The Padma Purana

by N.A. Deshpande | 1951 | 1,261,945 words | ISBN-10: 8120838297 | ISBN-13: 9788120838291

This page describes description of krishna which is chapter 77 of the English translation of the Padma Purana, one of the largest Mahapuranas, detailling ancient Indian society, traditions, geography, as well as religious pilgrimages (yatra) to sacred places (tirthas). This is the seventy-seventh chapter of the Patala-Khanda (Section On The Nether World) of the Padma Purana, which contains six books total consisting of at least 50,000 Sanskrit metrical verses.

Disclaimer: These are translations of Sanskrit texts and are not necessarily approved by everyone associated with the traditions connected to these texts. Consult the source and original scripture in case of doubt.

Chapter 77 - A Description of Kṛṣṇa

[Sanskrit text for this chapter is available]

Pārvatī said:

1-2. Tell me in detail the importance of the meaning and the words of the hymn; so also (tell me) the nature of the god, and (about) the splendour of his places. O lord of gods, (tell me) all (about) the great abode of Viṣṇu and Hari’s (i.e. Viṣṇu’s) different modes called eternal bliss.

The lord said:

3-6a. In the excellent Vṛndāvana (one sees) Kṛṣṇa surrounded by crores of cowherdesses. Gaṅgā is a great power there. The Ānandakānana is (also) there. It is made fragrant by fragrant breezes (blowing) over many good flowers. It is cool and has the colour of the divine ripples of the daughter of Kalinda (i.e. Yamunā). It has come in contact with the best sages—the devotees of the lord like Sanaka etc. It is adorned with flocks of cows, bellowing joyfully and sweetly. It is covered with boys having charming garlands and ornaments and dancing.

+++

Please resume the Padma Purana chapter describing Kṛṣṇa after the sentence ending "having charming garlands and ornaments and dancing." The data is not needed here.

= Information shown =
+++

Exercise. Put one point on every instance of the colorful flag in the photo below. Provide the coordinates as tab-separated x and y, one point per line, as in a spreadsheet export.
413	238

+++

= Result of this task =
6b-13a. There is a glorious desire-yielding tree, covered with gold. It is rich with many gems and corals. It is bright with many gem-like fruits. At its root is a jewelled altar. It is brightened by the rays of jewels. There (i.e. on it) is an excellent golden throne made of the triad (of the Vedas); (one can see there) the lord of the world who is seated there, who is beyond the three constituents (i.e. beyond Prakṛti), who is immutable, who resembles a crore of moons, who is bright like a crore of suns, whose handsomeness is like that of a crore of Cupids, who illumines the ten quarters, who has three eyes, two hands, who is fair and bright like heated gold, who is always embraced by beautiful women, who is always everywhere respected, who is meditated upon and influenced by Brahmā and others and Sanaka and others, who is always surrounded by crores and crores of scriptures that have obtained the bodies of cowherdesses repeatedly kissing him, embracing him and laughing, and with their hearts set upon the spirituous liquor (coming) from his lotuslike feet.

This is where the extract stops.